Exercise requirements.
a) Answer these from the Cambodia travel account:
(i) Roughly how many people live in Cambodia?
(ii) In what century did the Khmer empire crumble?
(iii) How many huge stone faces does the Bayon have?
b) Carry on the Cambodia travel account after its final sentence.

Text for analysis.

________________________________________

Our journey along the Mekong continued south into Cambodia- smaller than Laos, but with more inhabitants (around 15 million people). The streets got busier, the traffic got more intense. And the people were- incredibly friendly. Rarely have we felt so welcome in a place, with people stopping just to say hello, and even if they want to sell you something (“You buy something!” “Hey Mister, tuktuk”) it is always with a smile, which persists even if you decline.

We were astonished to notice that colorful pyjamas in all sorts of patterns seemed to be the latest fashion for many women on the street, worn while they went to the markets to shop, as they were cruising around on their scooters or just as they sat in a cafe with an iced coffee.

Anna and Simon in front of Ankor Wat

Anna and Simon in front of Ankor Wat

We started our tour of he country in Kratie, a town at the Mekong, from where we headed on to Siam Reap. An undeniably touristic place due to its location- right at the gateway to the biggest temple complex on earth: Angkor Wat. Most people have heard about Angkor Wat, and have a mental image of an impressively large building in mind, but it is important to note that Angkor is more than just Angkor Wat- it is a huge area dotted with temples of all different sizes and ages, the biggest of which is Ankor Wat itself. We rented bicycles in town and went our way to see what was once the capital of the Khmer empire- the temples are the remains in stone of what once used to be a bustling city of a million inhabitants, until the empire crumbled in the 15th century, and the area was deserted, allowing nature (and here, especially the jungle) to reclaim the temples, while the wooden houses slowly rotted away.

Ankor Wat

Ankor Wat

We did very much enjoy our adventure of exploring the many buildings- some are by now in a symbiotic state with nature, with huge trees sprouting out of roofs and temple walls, and wrapping  around stones and pillars. The temples are diverse in shape, size and architecture, many of them a maze of hallways and courtyards, other build high to impress by their size, most of them with elaborate stone carvings and incredible attention to detail. The Bayon, one of the more famous temples, sports more than 200 huge faces carved into stone, watching over you from above as you walk around the temple. We saw elephant statues, artificially created ponds, and bridges lined with statues of both gods and demons. Angkor Wat itself impresses with its sheer size- it is the biggest religious building on earth.

________________________________________

Data for review.
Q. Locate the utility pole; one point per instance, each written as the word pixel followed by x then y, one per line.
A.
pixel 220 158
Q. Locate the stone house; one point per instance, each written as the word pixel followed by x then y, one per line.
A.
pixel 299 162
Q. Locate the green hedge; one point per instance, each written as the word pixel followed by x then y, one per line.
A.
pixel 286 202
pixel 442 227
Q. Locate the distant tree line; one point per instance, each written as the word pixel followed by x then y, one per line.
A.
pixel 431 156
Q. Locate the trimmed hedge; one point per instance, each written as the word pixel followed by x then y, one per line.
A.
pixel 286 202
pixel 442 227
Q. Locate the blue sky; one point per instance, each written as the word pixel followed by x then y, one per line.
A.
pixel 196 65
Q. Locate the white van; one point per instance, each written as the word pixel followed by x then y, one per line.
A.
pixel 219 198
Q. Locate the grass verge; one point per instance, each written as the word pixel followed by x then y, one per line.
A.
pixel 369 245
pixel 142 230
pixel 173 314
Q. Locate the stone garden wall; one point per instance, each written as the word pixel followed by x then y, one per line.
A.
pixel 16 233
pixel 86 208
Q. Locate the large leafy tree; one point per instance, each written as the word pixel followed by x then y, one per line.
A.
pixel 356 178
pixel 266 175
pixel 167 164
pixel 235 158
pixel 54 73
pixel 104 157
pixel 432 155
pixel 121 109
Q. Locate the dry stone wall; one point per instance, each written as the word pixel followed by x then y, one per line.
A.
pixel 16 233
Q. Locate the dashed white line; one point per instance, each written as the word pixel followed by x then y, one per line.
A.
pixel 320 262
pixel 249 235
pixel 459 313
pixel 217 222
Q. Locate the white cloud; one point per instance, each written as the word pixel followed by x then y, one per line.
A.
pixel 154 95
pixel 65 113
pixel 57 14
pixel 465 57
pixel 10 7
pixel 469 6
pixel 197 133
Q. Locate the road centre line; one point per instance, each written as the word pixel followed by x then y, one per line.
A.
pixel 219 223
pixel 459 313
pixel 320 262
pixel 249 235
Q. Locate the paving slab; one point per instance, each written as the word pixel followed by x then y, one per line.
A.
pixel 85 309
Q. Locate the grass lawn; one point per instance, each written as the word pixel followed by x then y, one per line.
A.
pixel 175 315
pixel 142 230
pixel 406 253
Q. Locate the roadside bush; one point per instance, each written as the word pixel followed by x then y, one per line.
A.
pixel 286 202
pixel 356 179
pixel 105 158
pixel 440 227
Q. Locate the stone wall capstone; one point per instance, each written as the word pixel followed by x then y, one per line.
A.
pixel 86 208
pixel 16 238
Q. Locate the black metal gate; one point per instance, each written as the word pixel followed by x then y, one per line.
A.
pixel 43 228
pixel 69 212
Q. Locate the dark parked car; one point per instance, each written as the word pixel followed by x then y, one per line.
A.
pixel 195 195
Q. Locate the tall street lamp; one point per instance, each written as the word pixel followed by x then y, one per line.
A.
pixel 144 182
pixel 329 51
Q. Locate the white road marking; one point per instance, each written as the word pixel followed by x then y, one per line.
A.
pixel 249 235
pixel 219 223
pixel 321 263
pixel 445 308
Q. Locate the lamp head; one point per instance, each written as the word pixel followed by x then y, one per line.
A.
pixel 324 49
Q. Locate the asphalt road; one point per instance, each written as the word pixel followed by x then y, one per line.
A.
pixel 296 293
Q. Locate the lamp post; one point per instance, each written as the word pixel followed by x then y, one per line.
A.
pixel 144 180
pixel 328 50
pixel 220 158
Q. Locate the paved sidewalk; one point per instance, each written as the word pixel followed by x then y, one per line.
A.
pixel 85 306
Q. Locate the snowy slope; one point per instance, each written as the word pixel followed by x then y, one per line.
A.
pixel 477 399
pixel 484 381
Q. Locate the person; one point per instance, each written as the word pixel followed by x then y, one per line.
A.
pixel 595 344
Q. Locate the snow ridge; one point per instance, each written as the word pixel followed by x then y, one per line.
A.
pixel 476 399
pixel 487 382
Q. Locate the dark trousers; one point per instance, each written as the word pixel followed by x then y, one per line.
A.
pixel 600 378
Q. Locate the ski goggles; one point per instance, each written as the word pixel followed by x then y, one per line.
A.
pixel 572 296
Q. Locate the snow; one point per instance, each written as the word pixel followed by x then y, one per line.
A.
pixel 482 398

________________________________________

Expected responses.
a)
(i) Around 15 million.
(ii) The 15th century.
(iii) More than 200.

b)
We spent three days around the temples, and used the evenings to replenish our energy by getting a massage- and a fish pedicure again, as in KL the previous year. Siem Reaps main street is full of fish-tanks containing “Dr Fish” that nibble on your dead skin cells, a very ticklish affair- Simon was laughing through the whole 15 minutes of it. Before heading on to the capital, we stopped in Battambang, a city to the left of the Tonle Sap lake that forms the heart of Cambodia. We went on a tour to the surrounding countryside, which included a ride on a bamboo train (merely a bamboo platform on wheels- and it goes fast, very fast), as well as a visit of a temple on top of a hill and a bat-cave. The bats begin flying around 6.30 every night, and it is amazing to observe, how the formerly empty cave opening in the mountain turns into a bat-highway all of a sudden, as millions and millions of them leave their sleeping place to hunt for food.

The mountain is also home to a reminder of Cambodia’s troubled past- the so called killing cave, used by the infamous Khmer Rouge during their murderous regime to dispose of people they had clubbed to death at the caves. We found out more about the Khmer Rouge during our stay in Phnom Phenh, where we visited one of the secret prisons from back in the days, in which people were subjected to unimaginable tortures for crimes they had never committed, accused of treachery and sabotage on no grounds- and many of the perpetrators still walk free and live unpunished to the present day, which is hard to believe.

All in all, we very much enjoyed the capital- it has a nice atmosphere, some beautiful old buildings, a constant busy bustle without being too overwhelming, a host of interesting markets, good food and again- friendly people. We spent a few days walking the streets, and even got to sample a “German” beer brewed in Cambodia! Heading on into Vietnam by boat, it was decided that Cambodia is a place to come back to!

Buddha Statue

Buddha Statue

Bayon Temple

Bayon Temple

Read Full Post »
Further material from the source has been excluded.